From the entries that follow, copy exactly the lines beginning at the line holding "find snow-covered roof" and continuing through the line holding "find tall metal".

Extracted material:

------------

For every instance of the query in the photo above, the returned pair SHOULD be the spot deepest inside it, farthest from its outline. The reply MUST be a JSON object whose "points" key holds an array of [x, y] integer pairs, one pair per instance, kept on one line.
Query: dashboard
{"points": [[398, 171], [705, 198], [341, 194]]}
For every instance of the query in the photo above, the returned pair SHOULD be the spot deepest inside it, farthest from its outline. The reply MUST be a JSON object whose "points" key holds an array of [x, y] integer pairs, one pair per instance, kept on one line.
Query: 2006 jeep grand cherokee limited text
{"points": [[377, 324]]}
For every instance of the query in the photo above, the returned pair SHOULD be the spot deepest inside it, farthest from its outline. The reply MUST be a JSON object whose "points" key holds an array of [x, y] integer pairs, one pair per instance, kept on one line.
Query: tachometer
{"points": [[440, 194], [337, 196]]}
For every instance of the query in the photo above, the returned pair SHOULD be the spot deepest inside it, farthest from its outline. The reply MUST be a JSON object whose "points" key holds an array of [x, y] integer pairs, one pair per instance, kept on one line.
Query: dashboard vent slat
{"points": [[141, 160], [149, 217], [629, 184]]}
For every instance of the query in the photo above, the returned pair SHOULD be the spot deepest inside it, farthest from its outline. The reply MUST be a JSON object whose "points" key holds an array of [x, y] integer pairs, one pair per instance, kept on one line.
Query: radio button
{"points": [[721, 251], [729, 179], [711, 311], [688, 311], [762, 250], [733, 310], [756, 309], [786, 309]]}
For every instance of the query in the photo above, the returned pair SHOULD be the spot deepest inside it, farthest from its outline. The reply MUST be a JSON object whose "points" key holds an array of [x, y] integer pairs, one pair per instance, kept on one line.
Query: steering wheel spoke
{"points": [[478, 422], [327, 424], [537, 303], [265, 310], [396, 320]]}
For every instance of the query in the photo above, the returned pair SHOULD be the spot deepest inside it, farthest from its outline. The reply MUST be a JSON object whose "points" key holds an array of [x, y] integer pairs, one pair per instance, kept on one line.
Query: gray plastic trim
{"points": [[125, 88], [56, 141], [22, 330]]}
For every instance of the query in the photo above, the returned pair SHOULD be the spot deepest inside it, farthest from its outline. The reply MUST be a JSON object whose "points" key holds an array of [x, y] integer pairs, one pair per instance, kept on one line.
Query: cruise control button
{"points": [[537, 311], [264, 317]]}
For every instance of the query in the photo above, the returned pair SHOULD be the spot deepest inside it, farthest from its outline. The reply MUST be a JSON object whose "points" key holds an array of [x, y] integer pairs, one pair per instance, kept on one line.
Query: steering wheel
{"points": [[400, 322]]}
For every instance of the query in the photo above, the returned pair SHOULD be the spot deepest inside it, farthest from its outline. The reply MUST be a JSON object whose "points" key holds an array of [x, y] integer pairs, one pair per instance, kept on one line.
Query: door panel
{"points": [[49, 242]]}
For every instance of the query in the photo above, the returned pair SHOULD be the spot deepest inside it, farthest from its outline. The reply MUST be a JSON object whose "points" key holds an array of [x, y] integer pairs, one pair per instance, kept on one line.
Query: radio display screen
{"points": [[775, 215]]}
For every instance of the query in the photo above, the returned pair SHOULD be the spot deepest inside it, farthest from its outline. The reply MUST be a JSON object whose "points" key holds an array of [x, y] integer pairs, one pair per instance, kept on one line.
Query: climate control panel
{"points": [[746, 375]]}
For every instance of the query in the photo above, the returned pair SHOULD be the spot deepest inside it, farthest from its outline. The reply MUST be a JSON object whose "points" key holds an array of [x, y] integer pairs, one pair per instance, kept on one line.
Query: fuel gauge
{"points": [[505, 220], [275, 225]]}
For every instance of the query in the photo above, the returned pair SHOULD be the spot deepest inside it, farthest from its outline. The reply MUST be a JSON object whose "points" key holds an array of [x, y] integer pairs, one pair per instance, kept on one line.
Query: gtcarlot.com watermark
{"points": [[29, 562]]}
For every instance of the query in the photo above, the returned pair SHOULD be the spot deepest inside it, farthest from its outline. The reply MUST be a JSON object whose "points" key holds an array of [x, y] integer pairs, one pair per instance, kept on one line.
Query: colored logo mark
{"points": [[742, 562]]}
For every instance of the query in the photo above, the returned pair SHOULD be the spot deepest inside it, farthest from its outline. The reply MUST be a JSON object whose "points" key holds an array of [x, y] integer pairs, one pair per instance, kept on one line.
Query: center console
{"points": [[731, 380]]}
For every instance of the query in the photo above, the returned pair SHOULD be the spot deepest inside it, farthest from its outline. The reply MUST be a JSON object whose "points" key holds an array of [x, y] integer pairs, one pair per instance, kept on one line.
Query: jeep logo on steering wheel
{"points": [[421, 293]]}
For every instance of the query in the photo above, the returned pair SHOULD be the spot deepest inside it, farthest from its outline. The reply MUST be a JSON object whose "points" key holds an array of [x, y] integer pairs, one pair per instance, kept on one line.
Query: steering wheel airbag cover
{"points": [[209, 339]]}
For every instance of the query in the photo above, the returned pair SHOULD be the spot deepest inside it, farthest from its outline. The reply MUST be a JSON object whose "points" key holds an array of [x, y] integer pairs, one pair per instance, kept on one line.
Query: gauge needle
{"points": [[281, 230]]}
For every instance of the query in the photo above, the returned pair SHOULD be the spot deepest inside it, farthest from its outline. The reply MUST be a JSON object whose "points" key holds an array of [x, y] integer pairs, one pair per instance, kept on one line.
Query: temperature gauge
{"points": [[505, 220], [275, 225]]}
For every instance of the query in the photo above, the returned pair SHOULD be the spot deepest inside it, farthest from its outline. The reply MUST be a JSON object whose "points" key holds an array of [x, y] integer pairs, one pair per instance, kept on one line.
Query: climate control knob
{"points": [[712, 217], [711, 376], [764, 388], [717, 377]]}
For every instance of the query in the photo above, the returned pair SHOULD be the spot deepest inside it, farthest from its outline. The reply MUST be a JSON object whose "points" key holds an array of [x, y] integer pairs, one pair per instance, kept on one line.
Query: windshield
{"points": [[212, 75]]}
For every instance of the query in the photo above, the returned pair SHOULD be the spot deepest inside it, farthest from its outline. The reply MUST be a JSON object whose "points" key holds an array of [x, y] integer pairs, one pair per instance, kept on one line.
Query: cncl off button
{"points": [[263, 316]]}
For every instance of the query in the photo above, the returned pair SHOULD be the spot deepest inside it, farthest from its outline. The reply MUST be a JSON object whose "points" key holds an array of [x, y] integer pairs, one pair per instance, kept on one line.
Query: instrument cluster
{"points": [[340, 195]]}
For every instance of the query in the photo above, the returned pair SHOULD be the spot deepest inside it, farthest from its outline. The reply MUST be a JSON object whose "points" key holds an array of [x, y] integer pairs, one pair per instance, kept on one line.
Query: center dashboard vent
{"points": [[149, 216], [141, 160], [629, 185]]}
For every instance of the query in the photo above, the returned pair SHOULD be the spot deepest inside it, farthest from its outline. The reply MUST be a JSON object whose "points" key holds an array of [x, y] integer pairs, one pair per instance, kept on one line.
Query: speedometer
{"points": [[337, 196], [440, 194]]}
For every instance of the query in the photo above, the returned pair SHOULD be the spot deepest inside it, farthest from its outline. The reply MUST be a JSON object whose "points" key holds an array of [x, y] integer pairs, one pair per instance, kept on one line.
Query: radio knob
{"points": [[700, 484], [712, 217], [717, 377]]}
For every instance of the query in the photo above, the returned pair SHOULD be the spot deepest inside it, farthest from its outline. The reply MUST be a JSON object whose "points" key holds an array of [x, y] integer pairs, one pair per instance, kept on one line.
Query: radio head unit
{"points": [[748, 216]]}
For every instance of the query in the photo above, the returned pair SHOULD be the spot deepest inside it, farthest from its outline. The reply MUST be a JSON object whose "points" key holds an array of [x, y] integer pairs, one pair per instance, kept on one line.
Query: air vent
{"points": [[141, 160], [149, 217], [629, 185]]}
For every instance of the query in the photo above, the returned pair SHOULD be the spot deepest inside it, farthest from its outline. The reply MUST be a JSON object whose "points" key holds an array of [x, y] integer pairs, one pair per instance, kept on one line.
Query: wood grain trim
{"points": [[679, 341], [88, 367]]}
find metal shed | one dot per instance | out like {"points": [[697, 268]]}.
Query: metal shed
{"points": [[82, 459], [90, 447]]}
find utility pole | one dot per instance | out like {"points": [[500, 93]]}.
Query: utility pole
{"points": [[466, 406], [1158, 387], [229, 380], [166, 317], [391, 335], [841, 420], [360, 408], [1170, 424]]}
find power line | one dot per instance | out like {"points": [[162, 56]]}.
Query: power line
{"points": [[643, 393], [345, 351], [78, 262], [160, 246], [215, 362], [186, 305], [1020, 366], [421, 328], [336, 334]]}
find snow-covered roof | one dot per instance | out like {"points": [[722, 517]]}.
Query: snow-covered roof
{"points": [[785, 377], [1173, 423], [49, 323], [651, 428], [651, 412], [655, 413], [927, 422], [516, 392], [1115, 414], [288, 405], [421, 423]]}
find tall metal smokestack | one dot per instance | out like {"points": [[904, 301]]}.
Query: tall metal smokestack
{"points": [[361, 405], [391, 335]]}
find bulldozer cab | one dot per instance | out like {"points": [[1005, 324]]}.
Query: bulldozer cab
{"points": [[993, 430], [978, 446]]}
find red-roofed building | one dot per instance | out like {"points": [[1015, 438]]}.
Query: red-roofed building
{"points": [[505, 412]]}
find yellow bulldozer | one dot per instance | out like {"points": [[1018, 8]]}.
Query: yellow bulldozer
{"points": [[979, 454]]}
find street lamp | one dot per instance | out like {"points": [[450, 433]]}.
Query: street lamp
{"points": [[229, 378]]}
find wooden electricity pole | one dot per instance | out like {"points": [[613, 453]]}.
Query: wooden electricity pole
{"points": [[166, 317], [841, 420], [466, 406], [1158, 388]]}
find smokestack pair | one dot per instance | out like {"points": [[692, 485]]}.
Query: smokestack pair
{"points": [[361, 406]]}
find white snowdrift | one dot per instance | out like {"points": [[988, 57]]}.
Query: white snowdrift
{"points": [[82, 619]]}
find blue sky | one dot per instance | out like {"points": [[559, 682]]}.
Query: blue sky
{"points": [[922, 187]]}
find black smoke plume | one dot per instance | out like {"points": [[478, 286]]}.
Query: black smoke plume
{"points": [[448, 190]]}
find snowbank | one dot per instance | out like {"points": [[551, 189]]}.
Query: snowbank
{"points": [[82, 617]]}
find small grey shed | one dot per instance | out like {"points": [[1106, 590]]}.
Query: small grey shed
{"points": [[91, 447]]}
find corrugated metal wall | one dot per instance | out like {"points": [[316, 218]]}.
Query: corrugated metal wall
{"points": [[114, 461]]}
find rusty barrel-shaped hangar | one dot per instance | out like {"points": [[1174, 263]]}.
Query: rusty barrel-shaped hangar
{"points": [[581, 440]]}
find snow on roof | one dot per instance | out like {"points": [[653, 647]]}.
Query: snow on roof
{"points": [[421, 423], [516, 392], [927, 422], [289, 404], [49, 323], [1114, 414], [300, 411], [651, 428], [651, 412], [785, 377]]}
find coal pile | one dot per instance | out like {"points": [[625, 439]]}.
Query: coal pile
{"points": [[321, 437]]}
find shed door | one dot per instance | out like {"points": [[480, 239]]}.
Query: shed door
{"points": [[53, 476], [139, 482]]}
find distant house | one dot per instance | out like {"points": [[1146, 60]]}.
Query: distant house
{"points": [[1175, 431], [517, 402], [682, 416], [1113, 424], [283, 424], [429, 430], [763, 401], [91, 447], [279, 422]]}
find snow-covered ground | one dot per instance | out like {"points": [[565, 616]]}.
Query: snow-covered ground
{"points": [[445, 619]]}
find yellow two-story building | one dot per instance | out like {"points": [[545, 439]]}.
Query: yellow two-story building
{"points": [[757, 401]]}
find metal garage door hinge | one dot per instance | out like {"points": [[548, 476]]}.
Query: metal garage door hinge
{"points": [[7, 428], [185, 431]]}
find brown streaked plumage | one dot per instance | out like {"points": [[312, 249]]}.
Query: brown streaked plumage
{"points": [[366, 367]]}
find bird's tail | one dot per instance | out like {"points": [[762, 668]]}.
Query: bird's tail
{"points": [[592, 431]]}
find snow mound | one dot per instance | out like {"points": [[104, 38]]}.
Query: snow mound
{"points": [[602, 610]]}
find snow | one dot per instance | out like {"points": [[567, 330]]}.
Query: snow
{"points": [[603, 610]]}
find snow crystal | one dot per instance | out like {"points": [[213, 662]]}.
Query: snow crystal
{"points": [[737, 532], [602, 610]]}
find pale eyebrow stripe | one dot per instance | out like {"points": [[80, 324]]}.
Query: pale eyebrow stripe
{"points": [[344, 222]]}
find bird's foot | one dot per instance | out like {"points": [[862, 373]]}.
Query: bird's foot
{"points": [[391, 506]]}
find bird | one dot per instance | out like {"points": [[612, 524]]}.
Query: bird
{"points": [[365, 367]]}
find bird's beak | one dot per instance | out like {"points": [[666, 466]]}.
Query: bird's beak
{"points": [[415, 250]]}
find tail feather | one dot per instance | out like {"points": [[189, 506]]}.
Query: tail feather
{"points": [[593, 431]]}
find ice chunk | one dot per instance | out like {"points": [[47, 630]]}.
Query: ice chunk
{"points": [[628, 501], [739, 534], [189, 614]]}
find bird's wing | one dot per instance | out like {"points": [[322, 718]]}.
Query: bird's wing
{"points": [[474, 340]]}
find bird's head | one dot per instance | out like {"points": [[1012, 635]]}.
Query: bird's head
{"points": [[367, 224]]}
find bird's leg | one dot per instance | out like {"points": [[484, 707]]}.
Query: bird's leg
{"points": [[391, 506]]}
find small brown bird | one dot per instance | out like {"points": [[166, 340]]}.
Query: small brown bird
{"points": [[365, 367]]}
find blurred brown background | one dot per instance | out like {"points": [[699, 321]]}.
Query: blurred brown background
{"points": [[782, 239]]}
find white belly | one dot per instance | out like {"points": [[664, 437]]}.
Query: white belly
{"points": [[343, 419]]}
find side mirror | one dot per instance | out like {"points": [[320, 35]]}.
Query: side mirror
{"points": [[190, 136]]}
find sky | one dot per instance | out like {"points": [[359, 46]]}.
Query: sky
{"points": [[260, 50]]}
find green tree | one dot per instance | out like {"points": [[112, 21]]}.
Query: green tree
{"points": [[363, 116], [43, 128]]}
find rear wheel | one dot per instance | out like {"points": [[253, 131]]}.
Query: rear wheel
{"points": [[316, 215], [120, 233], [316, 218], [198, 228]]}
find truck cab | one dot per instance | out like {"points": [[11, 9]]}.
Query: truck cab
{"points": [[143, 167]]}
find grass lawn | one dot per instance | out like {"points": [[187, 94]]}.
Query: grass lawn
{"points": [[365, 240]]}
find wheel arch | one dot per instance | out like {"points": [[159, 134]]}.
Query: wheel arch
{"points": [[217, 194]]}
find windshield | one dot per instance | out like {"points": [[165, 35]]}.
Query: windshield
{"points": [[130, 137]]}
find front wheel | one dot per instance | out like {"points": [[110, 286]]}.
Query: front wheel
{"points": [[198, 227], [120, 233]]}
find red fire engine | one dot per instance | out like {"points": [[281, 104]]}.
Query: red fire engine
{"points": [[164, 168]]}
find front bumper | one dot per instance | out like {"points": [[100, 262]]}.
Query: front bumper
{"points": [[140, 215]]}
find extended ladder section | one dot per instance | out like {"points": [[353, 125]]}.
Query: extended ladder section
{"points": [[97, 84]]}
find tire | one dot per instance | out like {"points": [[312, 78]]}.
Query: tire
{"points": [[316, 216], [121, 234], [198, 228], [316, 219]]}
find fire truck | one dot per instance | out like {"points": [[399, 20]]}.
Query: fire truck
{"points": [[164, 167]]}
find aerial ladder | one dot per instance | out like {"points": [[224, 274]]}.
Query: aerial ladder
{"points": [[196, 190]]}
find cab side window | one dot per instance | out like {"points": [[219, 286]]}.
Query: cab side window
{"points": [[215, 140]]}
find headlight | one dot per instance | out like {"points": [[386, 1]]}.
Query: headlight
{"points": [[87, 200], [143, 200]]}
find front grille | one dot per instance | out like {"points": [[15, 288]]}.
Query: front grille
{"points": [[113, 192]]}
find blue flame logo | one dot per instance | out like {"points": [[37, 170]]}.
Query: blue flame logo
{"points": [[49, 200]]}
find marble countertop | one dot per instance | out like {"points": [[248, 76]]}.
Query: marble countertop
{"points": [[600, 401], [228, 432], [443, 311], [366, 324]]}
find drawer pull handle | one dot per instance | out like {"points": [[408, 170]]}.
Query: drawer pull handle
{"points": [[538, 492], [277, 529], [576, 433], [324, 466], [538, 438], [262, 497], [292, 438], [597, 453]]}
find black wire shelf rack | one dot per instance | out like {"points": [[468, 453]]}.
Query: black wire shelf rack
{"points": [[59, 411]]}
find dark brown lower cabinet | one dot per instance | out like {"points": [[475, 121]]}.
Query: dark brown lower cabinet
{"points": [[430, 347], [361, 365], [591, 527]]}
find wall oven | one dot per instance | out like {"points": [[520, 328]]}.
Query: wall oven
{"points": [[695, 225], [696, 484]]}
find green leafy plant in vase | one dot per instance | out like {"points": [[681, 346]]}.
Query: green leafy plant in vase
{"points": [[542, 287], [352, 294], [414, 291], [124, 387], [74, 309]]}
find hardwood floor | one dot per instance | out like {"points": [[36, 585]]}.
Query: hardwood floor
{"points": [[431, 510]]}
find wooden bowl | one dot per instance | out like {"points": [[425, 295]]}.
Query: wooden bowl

------------

Written reply:
find snow-covered roof | one dot per instance | out like {"points": [[722, 517]]}.
Query: snow-covered roof
{"points": [[785, 377], [1173, 423], [49, 323], [651, 428], [651, 412], [655, 413], [927, 422], [516, 392], [1115, 414], [288, 405], [421, 423]]}
find tall metal smokestack | one dot per instance | out like {"points": [[904, 301]]}.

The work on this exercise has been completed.